___ Excerpted passage ___

Truck Accident Lawyer
Truck accidents are more likely to cause serious injuries than collisions involving two cars. Trucks are massive. The more they weigh, the more damage they do. Airbags and crumple zones protect car occupants, but those protections can be overcome by the forces generated by a truck moving at highway speeds.
Some truck accident injuries cause permanent disabilities. Every disability causes lasting emotional pain, and many are accompanied by ongoing physical pain.
Compensation for Pain and Suffering Caused by Georgia Truck Accidents
Georgia law encourages juries to award compensation that will make truck accident victims whole. A victim is made whole by restoring what the victim lost because of the accident.
The law recognizes that injury victims suffer both financial and nonfinancial losses. Pain and suffering are nonfinancial losses. While compensation cannot remove pain, courts recognize that accident victims can use compensation to offset pain by improving the quality of their lives.
Considering pain and suffering in an award of compensation is, therefore, an appropriate means making accident victims whole. Since living with pain substantially diminishes the ability to enjoy life, compensation for pain and suffering is usually the largest component of settlements and jury verdicts.
Components of Compensation for Georgia Truck Accidents
Truck accident victims should be reimbursed for their medical expenses and the cost of future care, including physical therapy or additional surgeries. Truck accident victims should also be reimbursed for lost wages. If their injuries prevent them from returning to their former employment, they should recover the expense of vocational training and compensation for their lost earning capacity.

___ Extracted data ___

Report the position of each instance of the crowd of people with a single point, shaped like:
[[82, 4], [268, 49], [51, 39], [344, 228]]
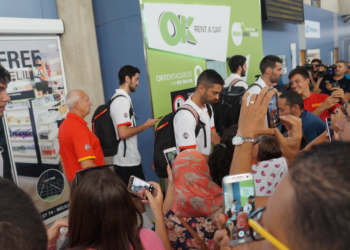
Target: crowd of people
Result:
[[300, 172]]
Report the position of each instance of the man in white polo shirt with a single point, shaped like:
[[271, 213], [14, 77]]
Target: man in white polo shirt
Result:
[[238, 67], [209, 85], [128, 158], [271, 70]]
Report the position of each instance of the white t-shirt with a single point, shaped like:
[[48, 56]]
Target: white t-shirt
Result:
[[238, 84], [120, 115], [185, 125], [267, 175], [256, 89]]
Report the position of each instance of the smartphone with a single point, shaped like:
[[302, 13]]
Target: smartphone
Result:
[[238, 204], [273, 117], [329, 128], [138, 187], [170, 155], [335, 84]]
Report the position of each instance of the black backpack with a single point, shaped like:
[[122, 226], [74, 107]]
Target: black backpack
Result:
[[103, 128], [165, 138], [228, 108]]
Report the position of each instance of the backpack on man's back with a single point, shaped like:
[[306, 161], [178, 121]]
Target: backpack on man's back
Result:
[[165, 138], [228, 108], [104, 129]]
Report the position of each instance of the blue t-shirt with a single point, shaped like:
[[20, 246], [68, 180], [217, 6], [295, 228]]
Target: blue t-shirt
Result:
[[312, 126]]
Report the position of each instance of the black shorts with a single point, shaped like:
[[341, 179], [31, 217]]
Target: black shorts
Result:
[[125, 172]]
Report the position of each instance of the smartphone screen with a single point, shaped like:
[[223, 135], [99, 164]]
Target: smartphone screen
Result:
[[329, 128], [138, 187], [238, 204], [170, 155], [272, 112]]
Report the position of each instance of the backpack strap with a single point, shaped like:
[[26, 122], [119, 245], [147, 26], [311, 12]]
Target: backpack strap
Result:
[[234, 81], [192, 110], [194, 234], [199, 123]]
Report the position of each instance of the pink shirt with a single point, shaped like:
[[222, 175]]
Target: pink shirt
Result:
[[150, 240]]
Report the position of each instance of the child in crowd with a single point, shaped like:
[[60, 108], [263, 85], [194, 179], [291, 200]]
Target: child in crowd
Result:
[[270, 166]]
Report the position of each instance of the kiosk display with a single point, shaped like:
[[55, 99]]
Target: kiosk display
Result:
[[32, 119]]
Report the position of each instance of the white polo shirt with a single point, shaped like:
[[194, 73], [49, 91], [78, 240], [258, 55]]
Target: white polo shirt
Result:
[[120, 115], [256, 89], [185, 126], [232, 77]]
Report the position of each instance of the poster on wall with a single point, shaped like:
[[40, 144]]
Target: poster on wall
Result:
[[32, 119], [183, 38]]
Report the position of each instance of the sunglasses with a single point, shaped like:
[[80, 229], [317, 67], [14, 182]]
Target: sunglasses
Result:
[[257, 232], [79, 174]]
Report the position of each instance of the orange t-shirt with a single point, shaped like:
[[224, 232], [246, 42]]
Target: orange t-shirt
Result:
[[77, 143], [314, 101]]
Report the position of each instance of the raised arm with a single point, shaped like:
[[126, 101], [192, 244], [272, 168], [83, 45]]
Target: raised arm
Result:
[[156, 204], [251, 124]]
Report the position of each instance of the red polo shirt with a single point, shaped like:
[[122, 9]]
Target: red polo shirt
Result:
[[77, 143], [314, 101]]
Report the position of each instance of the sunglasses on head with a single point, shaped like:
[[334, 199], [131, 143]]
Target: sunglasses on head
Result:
[[79, 174]]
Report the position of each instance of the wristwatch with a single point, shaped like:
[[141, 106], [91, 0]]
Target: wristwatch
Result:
[[239, 140]]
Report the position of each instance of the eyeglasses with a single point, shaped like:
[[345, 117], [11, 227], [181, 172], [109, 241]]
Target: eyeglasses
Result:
[[80, 173], [257, 232]]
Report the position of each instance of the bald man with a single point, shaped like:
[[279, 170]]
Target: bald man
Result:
[[79, 147]]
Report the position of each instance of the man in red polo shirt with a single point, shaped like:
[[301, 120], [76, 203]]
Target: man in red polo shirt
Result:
[[319, 104], [79, 147]]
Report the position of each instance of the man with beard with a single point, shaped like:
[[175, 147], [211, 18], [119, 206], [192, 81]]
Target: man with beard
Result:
[[238, 67], [271, 70], [319, 104], [209, 85], [325, 84], [128, 159]]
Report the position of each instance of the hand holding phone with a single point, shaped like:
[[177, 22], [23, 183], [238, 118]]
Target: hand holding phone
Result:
[[138, 187], [329, 128], [238, 204], [170, 155], [273, 118]]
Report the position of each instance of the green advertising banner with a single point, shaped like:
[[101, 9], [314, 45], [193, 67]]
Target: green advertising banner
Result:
[[184, 38]]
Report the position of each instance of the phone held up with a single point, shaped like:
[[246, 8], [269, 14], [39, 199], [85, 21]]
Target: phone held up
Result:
[[170, 155], [238, 204], [329, 128], [138, 187], [273, 118]]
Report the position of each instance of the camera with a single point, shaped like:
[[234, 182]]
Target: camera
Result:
[[308, 67], [329, 71], [335, 84]]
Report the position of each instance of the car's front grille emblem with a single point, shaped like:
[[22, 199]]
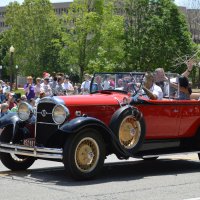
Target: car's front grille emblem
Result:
[[44, 113]]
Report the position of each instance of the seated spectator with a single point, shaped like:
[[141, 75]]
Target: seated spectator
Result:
[[11, 101], [6, 87], [29, 88], [98, 81], [152, 91], [59, 90], [85, 86], [53, 84], [67, 85], [15, 108], [42, 94], [4, 109], [45, 87], [162, 81], [37, 87], [23, 98], [184, 88], [2, 96], [106, 82], [32, 102]]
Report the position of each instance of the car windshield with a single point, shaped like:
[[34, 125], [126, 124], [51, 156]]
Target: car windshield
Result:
[[129, 82]]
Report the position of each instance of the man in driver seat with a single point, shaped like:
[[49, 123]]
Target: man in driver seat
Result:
[[152, 91]]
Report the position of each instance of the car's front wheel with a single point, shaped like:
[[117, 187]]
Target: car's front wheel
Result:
[[12, 161], [84, 154]]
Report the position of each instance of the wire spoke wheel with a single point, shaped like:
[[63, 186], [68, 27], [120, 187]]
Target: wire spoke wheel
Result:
[[87, 154], [84, 154], [129, 132]]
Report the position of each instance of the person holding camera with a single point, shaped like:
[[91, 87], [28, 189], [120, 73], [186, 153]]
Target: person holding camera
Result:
[[29, 88]]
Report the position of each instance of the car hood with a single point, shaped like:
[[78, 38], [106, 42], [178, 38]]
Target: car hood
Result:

___

§ **Questions to answer**:
1/ According to the truck accident text, what is usually the largest component of settlements and jury verdicts?
2/ Decide whether each statement agrees with the truck accident text, and quote the words that settle each one. (a) The forces of a truck moving at highway speeds can overcome airbags and crumple zones. (b) Pain and suffering count as financial losses. (c) Victims who cannot return to their former employment should recover the expense of vocational training.
3/ Write the next part of the truck accident text, picking up after its final sentence.

§ **Outputs by task**:
1/ Compensation for pain and suffering.

2/
(a) Yes: "those protections can be overcome by the forces generated by a truck moving at highway speeds"
(b) No: "Pain and suffering are nonfinancial losses."
(c) Yes: "they should recover the expense of vocational training and compensation for their lost earning capacity"

3/
Truck accident victims with permanent disabilities will need funds to pay for the cost of coping with those disabilities. Compensation should cover the expense of a caregiver, a wheelchair-accessible van, or the other expenses that disabled victims incur to live a productive life.
The final category of truck accident compensation is pain and suffering. That category covers both physical pain and the emotional suffering that results from a physical injury.
Measuring Pain and Suffering in Georgia Truck Accidents
Past financial losses are easy to measure. Anticipated future losses can be calculated with the help of expert witnesses, including economists and vocational rehabilitation experts.
Pain and suffering, on the other hand, cannot be measured with precision. Different accident victims react to pain in different ways. A back injury might be devastating for one truck accident victim while a similar injury might cause occasional discomfort for another victim.
Emotional pain can be even more harmful than physical pain. Injury victims lose self-esteem when they cannot work. They lose the comfort of companionship when they cannot play sports or go on hunting trips. They lose the opportunity to bond when they cannot lift a child. Depression, anxiety, and post-traumatic stress are common emotional outcomes of a truck accident.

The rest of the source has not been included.